* EXTRACT TO READ:
= = = = = = =
Solution Architecture

Core Technologies:

The solution leverages Azure Content Understanding API’s pre-trained tax certificate analyzer, which uses advanced AI models specifically designed to understand tax document layouts and extract relevant fields. I chose this over building a custom machine learning model because it delivered production-ready accuracy immediately without requiring training data or model maintenance.

Oracle E-Business Suite R12.2 with Edition-Based Redefinition (EBR) provides the enterprise data foundation, ensuring extracted data integrates seamlessly with existing financial processes. PL/SQL packages handle the orchestration, API integration, and data validation, while Oracle APEX provides the web service client capabilities needed to communicate with Azure’s REST endpoints.
= = = = = = =
* PROVIDED MATERIAL:
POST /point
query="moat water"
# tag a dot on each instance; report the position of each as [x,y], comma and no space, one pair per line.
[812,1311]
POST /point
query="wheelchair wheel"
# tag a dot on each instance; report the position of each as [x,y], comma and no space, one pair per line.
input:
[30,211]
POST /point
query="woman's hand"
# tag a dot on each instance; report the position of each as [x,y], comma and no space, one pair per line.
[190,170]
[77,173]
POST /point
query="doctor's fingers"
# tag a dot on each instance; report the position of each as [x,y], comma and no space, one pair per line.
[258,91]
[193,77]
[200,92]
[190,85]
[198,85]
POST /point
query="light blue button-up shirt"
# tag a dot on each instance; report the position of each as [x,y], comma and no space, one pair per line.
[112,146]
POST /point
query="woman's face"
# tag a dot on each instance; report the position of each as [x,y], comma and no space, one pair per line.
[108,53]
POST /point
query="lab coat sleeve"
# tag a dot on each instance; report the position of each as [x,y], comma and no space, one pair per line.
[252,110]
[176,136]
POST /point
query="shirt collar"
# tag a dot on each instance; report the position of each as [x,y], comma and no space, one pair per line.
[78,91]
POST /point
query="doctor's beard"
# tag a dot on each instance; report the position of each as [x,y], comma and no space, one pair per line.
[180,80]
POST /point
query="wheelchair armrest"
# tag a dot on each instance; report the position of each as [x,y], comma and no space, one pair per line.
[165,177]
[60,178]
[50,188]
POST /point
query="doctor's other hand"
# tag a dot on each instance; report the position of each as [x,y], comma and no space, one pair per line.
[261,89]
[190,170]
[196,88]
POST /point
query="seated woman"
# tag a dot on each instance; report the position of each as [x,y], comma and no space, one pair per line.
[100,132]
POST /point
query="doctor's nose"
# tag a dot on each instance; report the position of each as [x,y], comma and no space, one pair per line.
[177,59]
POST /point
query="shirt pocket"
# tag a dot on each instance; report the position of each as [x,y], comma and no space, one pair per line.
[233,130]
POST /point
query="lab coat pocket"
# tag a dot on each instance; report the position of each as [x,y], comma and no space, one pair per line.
= = = = = = =
* EXERCISE INSTRUCTIONS:
1. Using the solution architecture text, explain why a pre-trained analyzer was chosen instead of a custom machine learning model.
2. Revise the solution architecture text by writing out everything from "Solution Architecture" down to "or model maintenance." with "pre-trained" replaced by "prebuilt".

* COMPLETE ANSWERS:
1. The pre-trained tax certificate analyzer was chosen because it delivered production-ready accuracy immediately. It also required no training data and no model maintenance.

2.
Solution Architecture

Core Technologies:

The solution leverages Azure Content Understanding API’s prebuilt tax certificate analyzer, which uses advanced AI models specifically designed to understand tax document layouts and extract relevant fields. I chose this over building a custom machine learning model because it delivered production-ready accuracy immediately without requiring training data or model maintenance.